## Task item
Continue the news story about the U.S. lifting its HIV travel ban, starting right after its last sentence.

[Page extract — start]

Technology & Science

HIV travel ban lifted in U.S.

Canadians with HIV/AIDS are allowed to visit the United States, after a 22-year ban is lifted against foreigners infected with the virus.

Canadians with HIV/AIDS were allowed to visit the United States starting Monday, after the U.S. lifted its 22-year ban against foreigners infected with the virus.

Since 1987, the ban has restricted people with HIV from moving to or visiting the U.S.

When the ban was adopted, little was known about how HIV was transmitted, and some U.S. politicians believed they could stop the virus from spreading in their country by keeping foreigners with AIDS out of the country.

On Monday, a Surrey, B.C., man became one of the first Canadians with HIV to cross the border since the White House repealed the ban.

AIDS activist Martin Rooney said he was harassed and turned away the last time he tried to enter two years ago to buy a turkey in Blaine, Wash.

[Page extract — finish]
[Input data — start]

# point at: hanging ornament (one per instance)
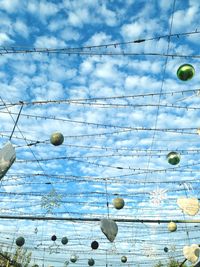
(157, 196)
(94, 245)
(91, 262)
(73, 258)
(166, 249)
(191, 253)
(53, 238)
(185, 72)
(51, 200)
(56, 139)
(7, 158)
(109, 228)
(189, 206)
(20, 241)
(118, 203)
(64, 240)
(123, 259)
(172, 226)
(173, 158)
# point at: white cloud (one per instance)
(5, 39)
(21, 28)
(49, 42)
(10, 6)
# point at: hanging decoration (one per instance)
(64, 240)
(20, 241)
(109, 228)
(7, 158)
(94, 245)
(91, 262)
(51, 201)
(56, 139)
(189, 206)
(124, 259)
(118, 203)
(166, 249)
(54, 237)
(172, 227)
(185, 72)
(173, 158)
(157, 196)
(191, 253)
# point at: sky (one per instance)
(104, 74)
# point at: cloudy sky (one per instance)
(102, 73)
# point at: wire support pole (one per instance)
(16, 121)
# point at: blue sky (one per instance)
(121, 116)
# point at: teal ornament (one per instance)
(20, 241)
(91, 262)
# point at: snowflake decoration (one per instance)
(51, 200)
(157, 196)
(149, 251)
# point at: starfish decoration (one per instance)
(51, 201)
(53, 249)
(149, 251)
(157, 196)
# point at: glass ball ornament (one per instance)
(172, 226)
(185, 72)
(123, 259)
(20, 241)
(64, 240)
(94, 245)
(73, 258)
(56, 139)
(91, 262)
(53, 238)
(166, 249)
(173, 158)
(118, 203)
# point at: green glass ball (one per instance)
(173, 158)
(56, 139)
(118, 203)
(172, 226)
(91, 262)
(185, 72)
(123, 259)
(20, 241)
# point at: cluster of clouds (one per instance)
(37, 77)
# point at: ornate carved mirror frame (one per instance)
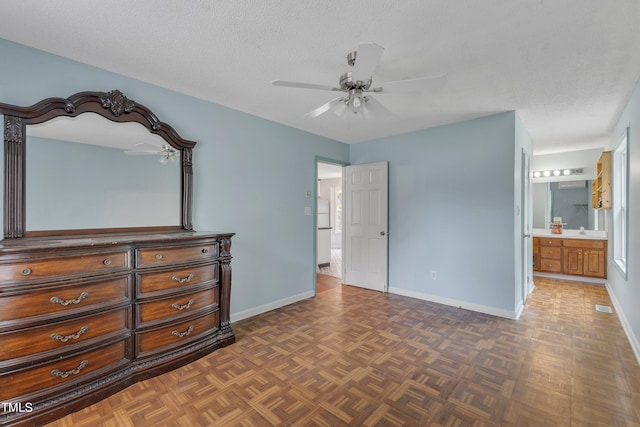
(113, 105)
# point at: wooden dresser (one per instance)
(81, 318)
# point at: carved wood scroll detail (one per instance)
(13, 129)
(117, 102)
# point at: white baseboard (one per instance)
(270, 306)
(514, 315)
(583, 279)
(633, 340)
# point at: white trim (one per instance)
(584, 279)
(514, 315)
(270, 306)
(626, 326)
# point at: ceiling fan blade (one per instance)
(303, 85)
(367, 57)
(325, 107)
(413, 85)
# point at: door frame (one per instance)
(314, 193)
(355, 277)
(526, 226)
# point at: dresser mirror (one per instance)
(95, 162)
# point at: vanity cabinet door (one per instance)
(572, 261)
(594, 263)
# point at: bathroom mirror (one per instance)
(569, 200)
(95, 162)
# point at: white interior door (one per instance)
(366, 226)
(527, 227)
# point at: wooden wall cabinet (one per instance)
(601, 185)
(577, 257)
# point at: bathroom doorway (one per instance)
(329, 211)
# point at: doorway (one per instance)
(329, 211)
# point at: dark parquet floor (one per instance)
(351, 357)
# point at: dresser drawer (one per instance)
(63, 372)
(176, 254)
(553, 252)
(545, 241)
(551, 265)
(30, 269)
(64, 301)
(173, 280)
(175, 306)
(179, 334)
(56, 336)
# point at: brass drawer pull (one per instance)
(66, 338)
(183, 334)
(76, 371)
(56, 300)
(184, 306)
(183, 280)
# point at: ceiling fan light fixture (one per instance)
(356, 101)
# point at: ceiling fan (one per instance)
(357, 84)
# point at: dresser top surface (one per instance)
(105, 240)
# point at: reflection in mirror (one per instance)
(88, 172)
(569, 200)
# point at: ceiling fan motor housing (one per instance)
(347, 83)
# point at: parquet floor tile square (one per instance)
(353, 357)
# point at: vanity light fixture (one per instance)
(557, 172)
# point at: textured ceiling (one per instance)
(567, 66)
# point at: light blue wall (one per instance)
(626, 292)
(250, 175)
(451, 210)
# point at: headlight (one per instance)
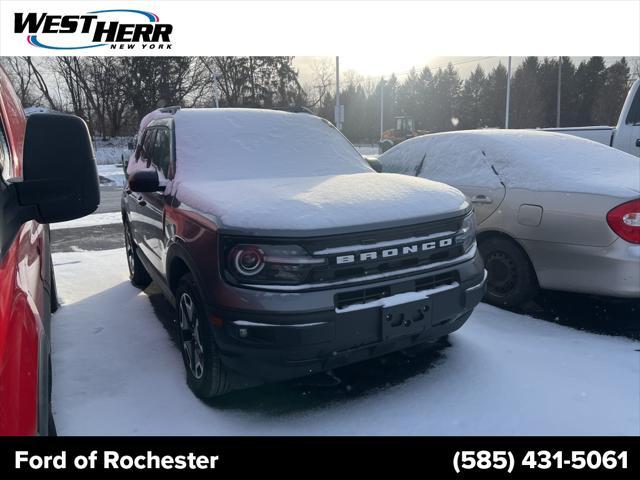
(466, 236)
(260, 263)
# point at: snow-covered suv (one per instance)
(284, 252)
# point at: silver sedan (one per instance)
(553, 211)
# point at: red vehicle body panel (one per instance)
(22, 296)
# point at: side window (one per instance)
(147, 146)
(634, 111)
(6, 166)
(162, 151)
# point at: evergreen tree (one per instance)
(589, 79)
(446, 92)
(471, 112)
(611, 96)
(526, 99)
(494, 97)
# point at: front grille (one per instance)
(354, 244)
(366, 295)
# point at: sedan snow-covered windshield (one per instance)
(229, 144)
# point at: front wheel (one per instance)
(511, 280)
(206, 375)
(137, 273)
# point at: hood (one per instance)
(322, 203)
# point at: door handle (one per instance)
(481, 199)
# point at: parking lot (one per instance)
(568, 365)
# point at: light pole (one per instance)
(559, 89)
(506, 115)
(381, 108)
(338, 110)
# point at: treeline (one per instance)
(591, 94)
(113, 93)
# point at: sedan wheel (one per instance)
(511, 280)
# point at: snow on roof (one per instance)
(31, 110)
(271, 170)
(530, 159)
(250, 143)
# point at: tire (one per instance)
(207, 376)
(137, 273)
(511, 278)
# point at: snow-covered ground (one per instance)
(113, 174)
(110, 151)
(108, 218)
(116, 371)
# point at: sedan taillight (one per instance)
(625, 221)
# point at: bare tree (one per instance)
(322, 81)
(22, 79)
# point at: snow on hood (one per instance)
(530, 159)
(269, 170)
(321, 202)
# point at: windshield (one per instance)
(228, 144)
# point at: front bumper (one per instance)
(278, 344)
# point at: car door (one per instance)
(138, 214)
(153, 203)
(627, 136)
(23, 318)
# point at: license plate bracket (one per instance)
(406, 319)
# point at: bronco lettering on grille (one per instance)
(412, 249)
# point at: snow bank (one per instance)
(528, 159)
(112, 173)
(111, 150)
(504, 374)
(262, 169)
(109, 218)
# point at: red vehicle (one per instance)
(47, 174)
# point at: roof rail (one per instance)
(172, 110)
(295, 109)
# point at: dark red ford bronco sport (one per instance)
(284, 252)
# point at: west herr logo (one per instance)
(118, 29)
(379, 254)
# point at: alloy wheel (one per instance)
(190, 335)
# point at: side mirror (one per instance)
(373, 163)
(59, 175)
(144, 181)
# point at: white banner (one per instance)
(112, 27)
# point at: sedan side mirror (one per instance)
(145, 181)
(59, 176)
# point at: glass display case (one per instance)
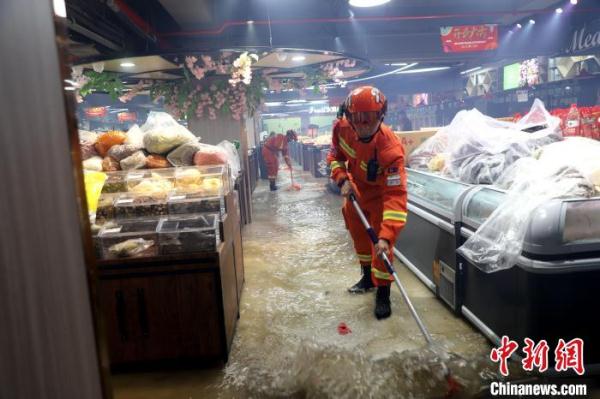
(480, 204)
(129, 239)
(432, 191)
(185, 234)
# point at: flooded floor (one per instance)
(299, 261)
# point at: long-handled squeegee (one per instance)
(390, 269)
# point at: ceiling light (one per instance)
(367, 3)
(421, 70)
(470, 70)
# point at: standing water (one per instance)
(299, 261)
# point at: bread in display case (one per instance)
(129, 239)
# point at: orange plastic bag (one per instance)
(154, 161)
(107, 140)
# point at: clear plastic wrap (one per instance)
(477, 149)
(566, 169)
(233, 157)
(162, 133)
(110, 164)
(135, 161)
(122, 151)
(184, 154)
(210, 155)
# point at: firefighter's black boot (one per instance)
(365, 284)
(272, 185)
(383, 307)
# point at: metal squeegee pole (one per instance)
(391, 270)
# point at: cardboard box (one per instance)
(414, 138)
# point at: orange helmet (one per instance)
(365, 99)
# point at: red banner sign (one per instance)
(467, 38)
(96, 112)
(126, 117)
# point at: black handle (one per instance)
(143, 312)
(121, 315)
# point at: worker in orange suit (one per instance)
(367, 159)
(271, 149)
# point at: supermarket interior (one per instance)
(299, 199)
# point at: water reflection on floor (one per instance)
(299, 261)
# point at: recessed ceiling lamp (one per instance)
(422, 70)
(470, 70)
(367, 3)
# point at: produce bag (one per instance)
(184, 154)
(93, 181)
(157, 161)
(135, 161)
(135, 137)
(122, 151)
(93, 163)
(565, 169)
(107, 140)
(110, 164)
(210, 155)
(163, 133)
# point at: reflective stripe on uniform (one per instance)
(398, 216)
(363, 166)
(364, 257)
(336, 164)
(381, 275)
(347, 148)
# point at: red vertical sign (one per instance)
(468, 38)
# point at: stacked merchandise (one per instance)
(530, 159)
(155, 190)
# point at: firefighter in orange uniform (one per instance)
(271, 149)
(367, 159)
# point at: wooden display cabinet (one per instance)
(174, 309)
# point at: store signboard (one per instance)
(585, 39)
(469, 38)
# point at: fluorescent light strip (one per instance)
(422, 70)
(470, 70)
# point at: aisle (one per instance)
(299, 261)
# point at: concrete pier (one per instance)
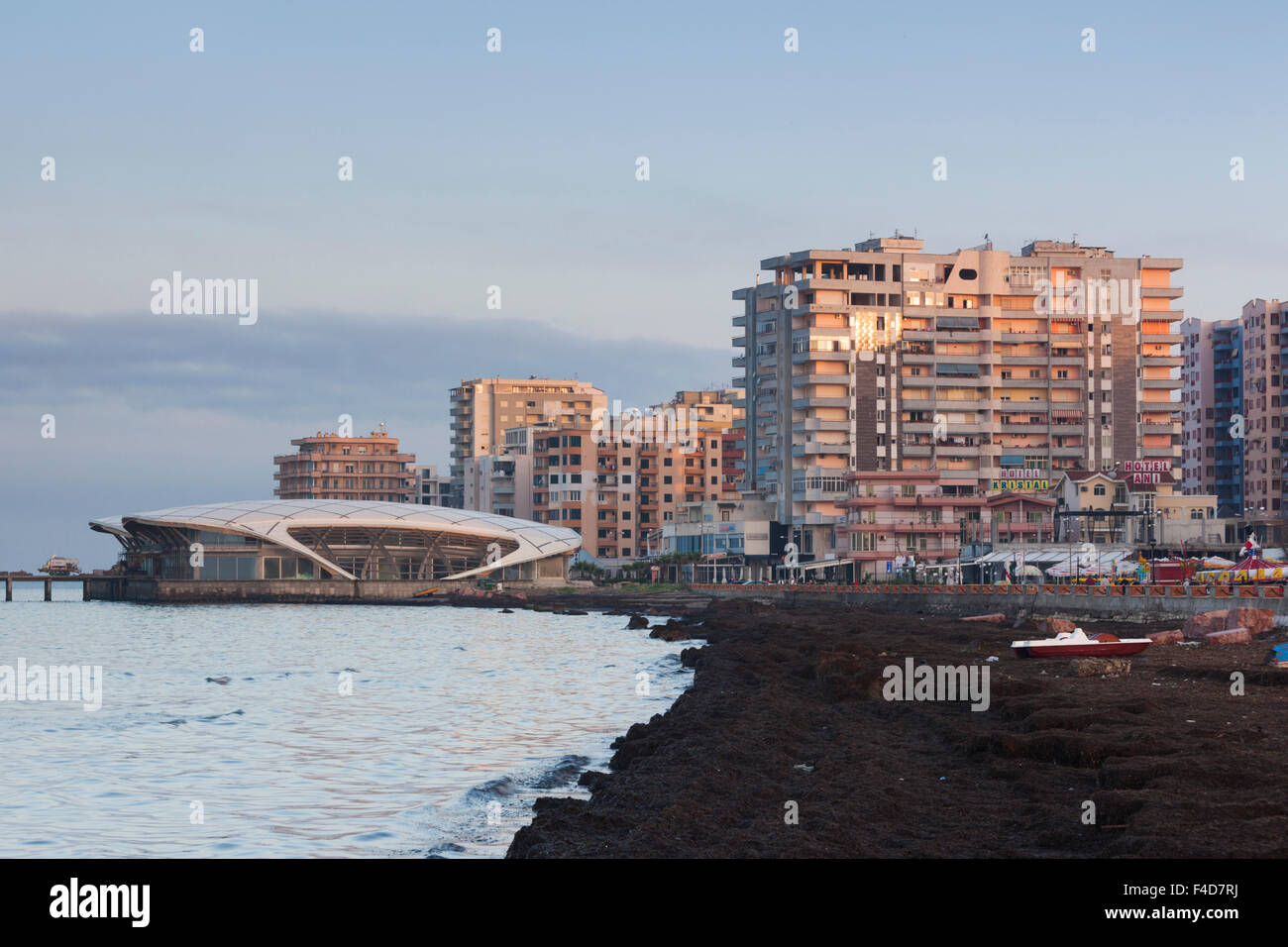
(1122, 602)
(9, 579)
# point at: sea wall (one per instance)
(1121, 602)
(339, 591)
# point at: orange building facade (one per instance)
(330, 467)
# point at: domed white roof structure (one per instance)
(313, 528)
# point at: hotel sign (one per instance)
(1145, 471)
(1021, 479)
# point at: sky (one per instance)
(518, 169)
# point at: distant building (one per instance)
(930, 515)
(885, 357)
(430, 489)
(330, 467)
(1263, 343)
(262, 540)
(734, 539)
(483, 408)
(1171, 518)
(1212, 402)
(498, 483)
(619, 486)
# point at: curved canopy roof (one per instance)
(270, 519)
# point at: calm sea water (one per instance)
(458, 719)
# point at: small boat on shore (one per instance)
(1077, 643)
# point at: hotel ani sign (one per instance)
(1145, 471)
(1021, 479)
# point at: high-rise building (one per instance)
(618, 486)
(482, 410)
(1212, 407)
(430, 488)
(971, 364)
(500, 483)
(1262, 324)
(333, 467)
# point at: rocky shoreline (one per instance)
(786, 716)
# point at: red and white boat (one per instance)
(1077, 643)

[Input data — finish]

## Exercise output
"I was hauled in because I had to admit that I was HIV positive, and I was basically interrogated, accused of entering the U.S. illegally, fingerprinted, photographed and run through the FBI most wanted list and sent home," Rooney recalled.

This time, Rooney was let into Washington state after a quick car search. Choking back tears, he said he was looking forward to seeing friends in the U.S.

AIDS activists believe thousands of people like Rooney were turned away at the border over the past decade.

Washington, D.C., will be host to the 2012 International AIDS Conference — an event made possible with the removal of the ban, the administration of President Barack Obama said Monday.

An estimated 65,000 Canadians were HIV positive in 2008, according to the Public Health Agency of Canada.